__GIVEN REQUEST__
Print every one of the items below verbatim, from the first line to the last, and leave the pictures out of your copy.

◇ ◇ ◇ ◇

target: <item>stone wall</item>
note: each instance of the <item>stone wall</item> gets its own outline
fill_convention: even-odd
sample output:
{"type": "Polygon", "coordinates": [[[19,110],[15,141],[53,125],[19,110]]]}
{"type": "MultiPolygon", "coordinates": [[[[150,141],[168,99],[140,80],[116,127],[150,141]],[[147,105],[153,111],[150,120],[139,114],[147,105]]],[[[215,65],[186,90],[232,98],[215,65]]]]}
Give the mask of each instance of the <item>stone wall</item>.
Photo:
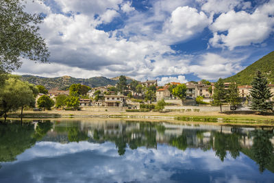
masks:
{"type": "Polygon", "coordinates": [[[82,110],[87,110],[87,111],[95,111],[95,112],[105,112],[105,111],[110,111],[110,112],[125,112],[125,110],[127,109],[127,107],[98,107],[98,106],[90,106],[90,107],[82,107],[81,108],[82,110]]]}
{"type": "MultiPolygon", "coordinates": [[[[220,107],[219,106],[165,106],[164,109],[167,110],[191,110],[191,111],[195,111],[195,110],[199,110],[201,112],[210,112],[210,111],[220,111],[220,107]]],[[[230,111],[230,106],[222,106],[223,111],[230,111]]]]}

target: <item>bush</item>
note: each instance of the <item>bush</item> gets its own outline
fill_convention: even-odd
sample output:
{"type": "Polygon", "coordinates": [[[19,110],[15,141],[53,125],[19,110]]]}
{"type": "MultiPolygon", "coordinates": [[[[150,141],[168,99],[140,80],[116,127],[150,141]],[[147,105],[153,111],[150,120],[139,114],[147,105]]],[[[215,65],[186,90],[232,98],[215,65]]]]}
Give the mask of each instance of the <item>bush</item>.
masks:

◇ ◇ ◇ ◇

__EXPECTED ANSWER__
target: <item>stone wall</item>
note: each instance of the <item>stone wall</item> gets its own outline
fill_convention: even-odd
sample output:
{"type": "Polygon", "coordinates": [[[19,110],[15,141],[53,125],[19,110]]]}
{"type": "MultiPolygon", "coordinates": [[[[150,141],[168,99],[140,80],[116,127],[150,141]],[[147,105],[153,111],[150,120],[139,114],[147,105]]],[[[215,65],[186,90],[232,98],[215,65]]]]}
Give the mask of each instance of the <item>stone wall</item>.
Photo:
masks:
{"type": "Polygon", "coordinates": [[[82,110],[87,110],[87,111],[95,111],[95,112],[105,112],[105,111],[110,111],[110,112],[125,112],[125,110],[127,109],[127,107],[98,107],[98,106],[90,106],[90,107],[82,107],[81,108],[82,110]]]}
{"type": "MultiPolygon", "coordinates": [[[[220,107],[219,106],[165,106],[164,109],[167,110],[191,110],[191,111],[195,111],[195,110],[199,110],[201,112],[210,112],[210,111],[220,111],[220,107]]],[[[230,111],[230,106],[222,106],[223,111],[230,111]]]]}

target: <item>bush</item>
note: each instance of the <item>bush</item> gets its own outline
fill_convention: even-odd
sample output:
{"type": "Polygon", "coordinates": [[[19,110],[15,141],[53,125],[19,110]]]}
{"type": "MultiPolygon", "coordinates": [[[[150,141],[168,99],[140,80],[116,127],[150,141]],[[147,105],[153,111],[150,120],[139,114],[147,105]]],[[[215,65],[186,90],[232,98],[215,65]]]]}
Give the mask of each instance of the <item>bush</item>.
masks:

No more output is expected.